> **Objective 1**: Copy verbatim the part of the passage on cycle-free task clustering that opens with the words containing "To ensure the" and closes with "can be clustered.".

To ensure the partitioned TDG is cycle-free, one simple solution is to iteratively check cycles and avoid clustering tasks that can introduce cyclic dependencies during the partitioning process [10]. However, iterative cycle checking can incur significant runtime overhead. To solve this problem, GDCA [1] partitions the TDG based on its topological order and clusters tasks level by level to avoid backward dependencies. Nevertheless, as shown in Figure 3(a), this method can largely reduce

the TDG parallelism because tasks at the same level should run in parallel. To overcome these challenges, we propose a simple yet efficient cycle-free clustering algorithm by restricting the parent partition to which a task can be clustered.

Specifically, we assign each task a partition ID. When multiple partitions want to cluster a task, only the partition with the *largest* ID can cluster this task. Since we traverse the TDG level by level using BFS, the partition IDs of all tasks at one level are always larger than those at previous levels. This organization implies no cyclic dependencies because the partition with a larger ID will always come after a partition with a smaller ID. Formally speaking, given a DAG, G, for each vertex  $v_i \in G$ , we define pid(i) as the partition ID of  $v_i$  and PRE(i) as the set of parent vertices of  $v_i$ . We denote P as a partition in G and V(P) as the set of vertices within P. We say P is convex when  $(1) \forall v_i, v_j \in V(P)$ ,  $i \neq j$ , and  $(2) \forall v_k$  in any paths between  $v_i$  and  $v_j, v_k \in V(P)$ . With these notations, we outline our clustering rule as follows:  $\forall v_i \in G$ ,  $pid(i) = max\{pid(j) \mid v_j \in PRE(i)\}$ .

*Theorem 1.* The proposed clustering algorithm does not introduce any cycle during the partitioning process.

PROOF. We summarize three cases where a cycle can happen during the partitioning process and prove that none of them can exist in our algorithm. The first case where a cycle can occur is when P is not convex. As shown in Figure 5(a),  $P_0$  is not convex as  $v_1$  is in the path between  $v_0$  and  $v_2$  and  $v_1 \notin P_0$ . Based on our algorithm, we have pid(0) < pid(1) and pid(1) < pid(2). Thus pid(0) < pid(2). However, this is contradictory to the fact that pid(0) = pid(2) as  $v_0, v_2 \in V(P_0)$ . Thus, the first case will not exist and *P* must always be convex following our algorithm. The second case is when a cycle occurs among partitions even when partitions are all convex. As shown in Figure 5(b), assuming  $P_0$  and  $P_1$  are convex, there is a cycle between them. Based on our algorithm, we have pid(0) < pid(1) and pid(4) < pid(2). Besides, pid(1) = pid(4) as  $v_1, v_4 \in V(P_1)$ . Thus pid(0) < pid(2). However, this is contradictory to the fact that pid(0) = pid(2) as  $v_0, v_2 \in P_0$ . Thus the second case won't exist. The case in Figure 5(b) can be extended to a more general case as shown in Figure 5(c), where there is a cycle among n convex partitions. Based on the above analysis, eventually we have pid(0) < pid(n+2), which is still contradictory to the fact that pid(0) = pid(n+2) as  $v_0, v_{n+2} \in V(P_0)$ . Thus, the more general case as shown in Figure 5(c) will not exist.

> **Objective 2**: How many lines of the records below contain the string "tower", matching case exactly? Reply with the number alone.

> **Data to use**:
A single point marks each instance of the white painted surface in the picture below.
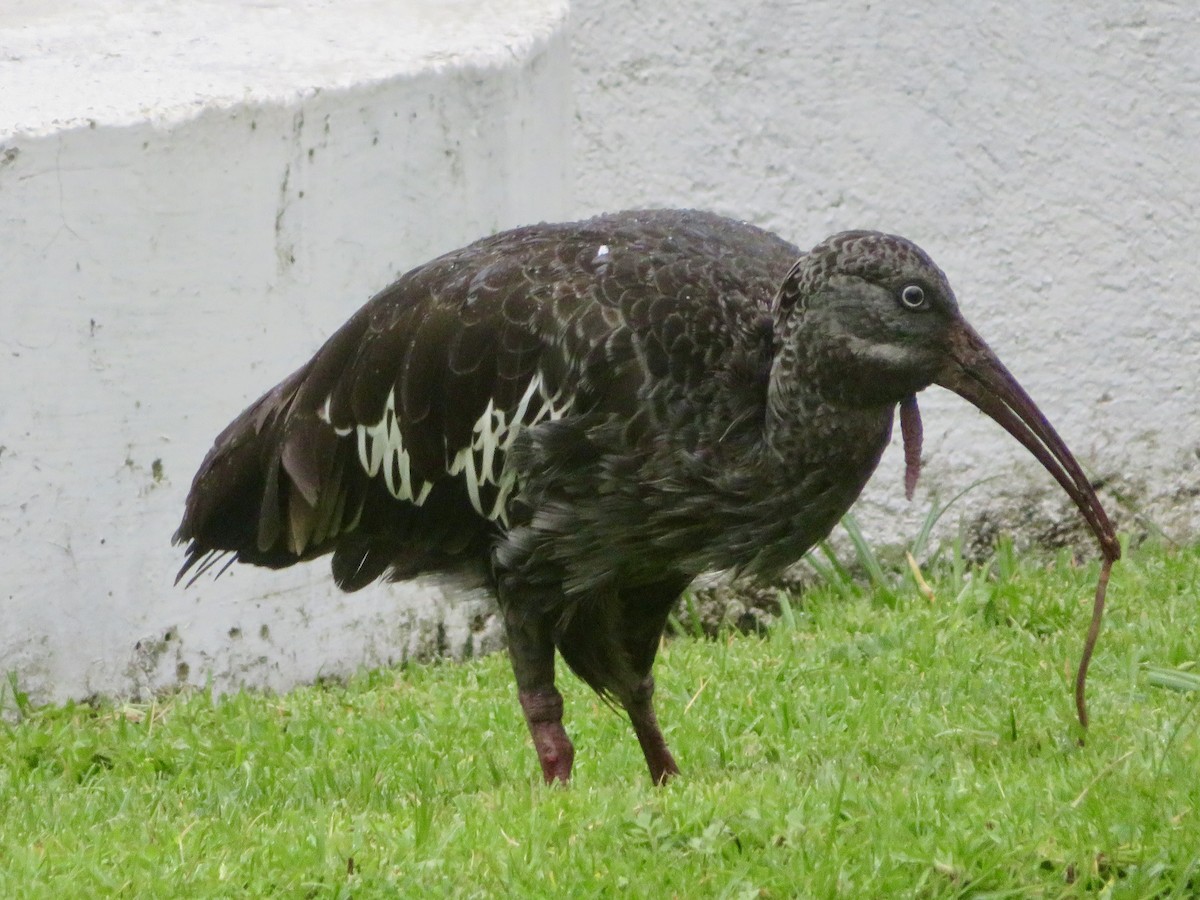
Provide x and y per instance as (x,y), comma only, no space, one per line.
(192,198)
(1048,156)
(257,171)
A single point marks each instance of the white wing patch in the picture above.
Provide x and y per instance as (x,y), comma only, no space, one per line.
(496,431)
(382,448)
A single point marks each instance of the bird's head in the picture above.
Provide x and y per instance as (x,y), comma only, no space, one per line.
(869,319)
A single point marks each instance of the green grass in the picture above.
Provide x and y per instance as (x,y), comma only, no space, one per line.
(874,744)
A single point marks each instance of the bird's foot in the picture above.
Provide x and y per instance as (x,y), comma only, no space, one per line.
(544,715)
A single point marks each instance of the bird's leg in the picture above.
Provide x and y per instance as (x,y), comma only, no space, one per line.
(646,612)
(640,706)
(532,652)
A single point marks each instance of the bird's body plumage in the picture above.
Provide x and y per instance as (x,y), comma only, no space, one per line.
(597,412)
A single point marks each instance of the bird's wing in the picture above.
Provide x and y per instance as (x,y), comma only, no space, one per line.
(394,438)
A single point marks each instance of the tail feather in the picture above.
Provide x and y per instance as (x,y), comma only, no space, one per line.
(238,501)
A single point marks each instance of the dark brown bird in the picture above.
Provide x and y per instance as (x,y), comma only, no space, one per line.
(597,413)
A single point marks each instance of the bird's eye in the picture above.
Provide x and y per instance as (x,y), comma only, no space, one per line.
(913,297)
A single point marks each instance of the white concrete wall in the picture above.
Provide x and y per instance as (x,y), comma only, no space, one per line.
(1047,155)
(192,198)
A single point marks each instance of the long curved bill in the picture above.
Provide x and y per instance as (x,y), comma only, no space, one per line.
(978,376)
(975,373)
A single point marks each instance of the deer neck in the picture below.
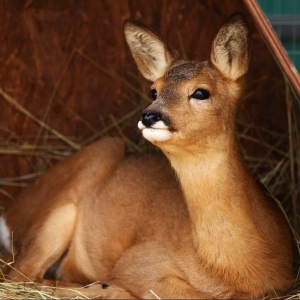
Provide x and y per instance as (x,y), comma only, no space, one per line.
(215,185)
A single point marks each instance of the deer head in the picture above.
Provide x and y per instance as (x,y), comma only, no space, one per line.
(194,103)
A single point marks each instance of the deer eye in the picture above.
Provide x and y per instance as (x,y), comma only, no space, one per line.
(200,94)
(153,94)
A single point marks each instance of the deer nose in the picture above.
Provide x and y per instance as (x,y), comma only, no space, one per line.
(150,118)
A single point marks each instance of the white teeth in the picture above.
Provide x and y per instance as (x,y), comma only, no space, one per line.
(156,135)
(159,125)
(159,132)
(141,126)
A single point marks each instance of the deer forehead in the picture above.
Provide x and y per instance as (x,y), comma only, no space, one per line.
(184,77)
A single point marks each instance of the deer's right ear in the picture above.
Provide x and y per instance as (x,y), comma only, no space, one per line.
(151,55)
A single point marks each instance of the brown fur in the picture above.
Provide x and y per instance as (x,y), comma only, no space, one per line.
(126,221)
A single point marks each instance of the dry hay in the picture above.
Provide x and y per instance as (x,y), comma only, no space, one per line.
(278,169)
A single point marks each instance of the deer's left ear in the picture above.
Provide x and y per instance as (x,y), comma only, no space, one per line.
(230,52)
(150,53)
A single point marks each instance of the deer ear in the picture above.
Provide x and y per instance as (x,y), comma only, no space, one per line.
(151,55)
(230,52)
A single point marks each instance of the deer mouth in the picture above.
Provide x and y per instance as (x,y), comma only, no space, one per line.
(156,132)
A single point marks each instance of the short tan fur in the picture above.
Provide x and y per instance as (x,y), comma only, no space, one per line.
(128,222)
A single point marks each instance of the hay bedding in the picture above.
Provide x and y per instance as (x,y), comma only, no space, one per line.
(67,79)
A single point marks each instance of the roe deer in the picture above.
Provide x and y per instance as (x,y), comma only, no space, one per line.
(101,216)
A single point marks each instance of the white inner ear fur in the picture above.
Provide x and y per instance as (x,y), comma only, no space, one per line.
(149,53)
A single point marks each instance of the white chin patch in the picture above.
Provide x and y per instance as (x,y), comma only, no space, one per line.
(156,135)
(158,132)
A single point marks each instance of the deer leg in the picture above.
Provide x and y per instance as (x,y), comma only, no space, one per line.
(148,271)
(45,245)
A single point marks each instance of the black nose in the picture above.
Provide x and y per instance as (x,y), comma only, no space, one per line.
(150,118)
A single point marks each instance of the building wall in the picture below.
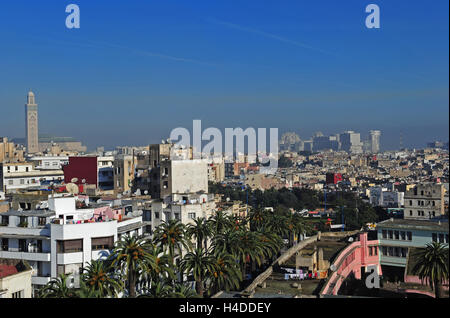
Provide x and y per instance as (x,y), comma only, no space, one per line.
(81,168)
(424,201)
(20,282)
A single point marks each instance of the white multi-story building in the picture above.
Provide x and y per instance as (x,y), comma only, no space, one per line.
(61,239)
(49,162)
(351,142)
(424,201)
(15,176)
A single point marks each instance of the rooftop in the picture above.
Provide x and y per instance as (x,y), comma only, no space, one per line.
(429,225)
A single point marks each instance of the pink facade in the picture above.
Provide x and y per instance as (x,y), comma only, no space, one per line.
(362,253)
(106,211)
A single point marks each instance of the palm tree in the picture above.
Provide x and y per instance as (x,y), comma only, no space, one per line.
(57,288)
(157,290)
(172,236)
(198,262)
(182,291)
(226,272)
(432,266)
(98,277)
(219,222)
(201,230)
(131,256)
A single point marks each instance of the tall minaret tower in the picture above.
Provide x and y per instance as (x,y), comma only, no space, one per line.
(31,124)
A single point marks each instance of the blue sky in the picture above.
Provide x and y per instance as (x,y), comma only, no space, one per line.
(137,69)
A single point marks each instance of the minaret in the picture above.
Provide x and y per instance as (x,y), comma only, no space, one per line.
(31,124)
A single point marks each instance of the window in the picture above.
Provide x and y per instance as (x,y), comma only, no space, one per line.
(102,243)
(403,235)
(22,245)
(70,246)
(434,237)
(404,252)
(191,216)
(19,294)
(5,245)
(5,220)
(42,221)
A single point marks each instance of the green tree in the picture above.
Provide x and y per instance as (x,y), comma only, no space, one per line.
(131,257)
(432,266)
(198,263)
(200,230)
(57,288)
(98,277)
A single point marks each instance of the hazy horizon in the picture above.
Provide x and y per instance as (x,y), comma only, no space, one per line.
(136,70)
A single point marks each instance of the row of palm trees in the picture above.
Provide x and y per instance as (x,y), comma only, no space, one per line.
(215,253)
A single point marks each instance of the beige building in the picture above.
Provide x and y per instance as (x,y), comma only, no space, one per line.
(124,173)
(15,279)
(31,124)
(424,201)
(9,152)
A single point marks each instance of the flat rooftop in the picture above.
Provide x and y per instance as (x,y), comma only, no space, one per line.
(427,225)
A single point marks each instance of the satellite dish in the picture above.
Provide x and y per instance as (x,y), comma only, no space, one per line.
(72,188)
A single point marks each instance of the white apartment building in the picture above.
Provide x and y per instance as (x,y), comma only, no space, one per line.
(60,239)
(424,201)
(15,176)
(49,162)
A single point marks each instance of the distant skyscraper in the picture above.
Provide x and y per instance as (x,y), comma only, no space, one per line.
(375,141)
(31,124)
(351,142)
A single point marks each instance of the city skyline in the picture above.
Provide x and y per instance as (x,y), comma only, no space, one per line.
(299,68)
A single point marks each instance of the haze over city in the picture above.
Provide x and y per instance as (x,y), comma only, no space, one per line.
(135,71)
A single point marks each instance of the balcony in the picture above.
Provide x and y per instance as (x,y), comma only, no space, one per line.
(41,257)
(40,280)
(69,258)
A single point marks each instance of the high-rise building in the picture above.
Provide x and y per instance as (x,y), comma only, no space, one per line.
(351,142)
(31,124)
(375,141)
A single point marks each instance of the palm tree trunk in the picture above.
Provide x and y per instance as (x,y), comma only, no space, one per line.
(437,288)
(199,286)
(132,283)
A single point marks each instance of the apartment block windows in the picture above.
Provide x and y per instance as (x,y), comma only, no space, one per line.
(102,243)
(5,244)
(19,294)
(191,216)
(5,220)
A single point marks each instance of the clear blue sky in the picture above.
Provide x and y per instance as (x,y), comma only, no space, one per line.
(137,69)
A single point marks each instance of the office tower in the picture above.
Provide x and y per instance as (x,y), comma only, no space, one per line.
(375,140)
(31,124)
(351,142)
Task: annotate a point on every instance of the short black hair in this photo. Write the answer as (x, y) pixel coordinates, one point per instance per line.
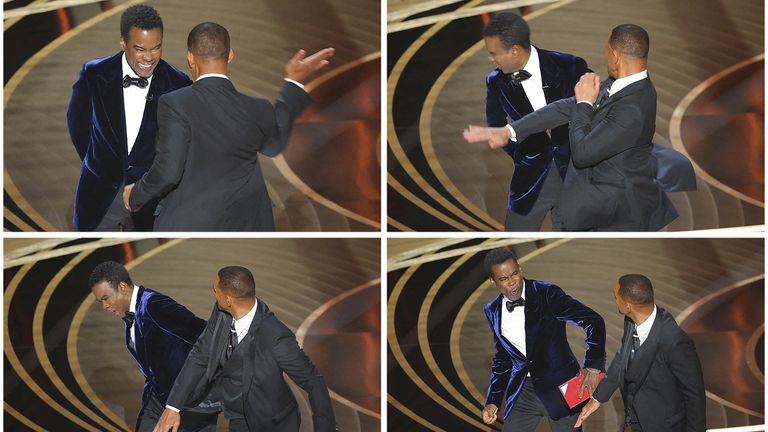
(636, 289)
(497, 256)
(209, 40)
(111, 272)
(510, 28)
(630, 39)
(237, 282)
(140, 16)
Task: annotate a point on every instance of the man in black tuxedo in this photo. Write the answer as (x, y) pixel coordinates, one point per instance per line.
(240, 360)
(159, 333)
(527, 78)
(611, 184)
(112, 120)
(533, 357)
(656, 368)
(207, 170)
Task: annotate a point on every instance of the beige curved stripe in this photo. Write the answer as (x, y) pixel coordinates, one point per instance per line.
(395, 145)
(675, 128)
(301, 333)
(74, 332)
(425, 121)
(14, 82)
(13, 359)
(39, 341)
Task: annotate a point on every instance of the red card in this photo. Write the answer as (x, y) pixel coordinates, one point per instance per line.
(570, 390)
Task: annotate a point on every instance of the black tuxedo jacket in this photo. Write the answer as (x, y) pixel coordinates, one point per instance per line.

> **Right answer 1**:
To ensure the partitioned TDG is cycle-free, one simple solution is to iteratively check cycles and avoid clustering tasks that can introduce cyclic dependencies during the partitioning process [10]. However, iterative cycle checking can incur significant runtime overhead. To solve this problem, GDCA [1] partitions the TDG based on its topological order and clusters tasks level by level to avoid backward dependencies. Nevertheless, as shown in Figure 3(a), this method can largely reduce

the TDG parallelism because tasks at the same level should run in parallel. To overcome these challenges, we propose a simple yet efficient cycle-free clustering algorithm by restricting the parent partition to which a task can be clustered.

> **Right answer 2**: 2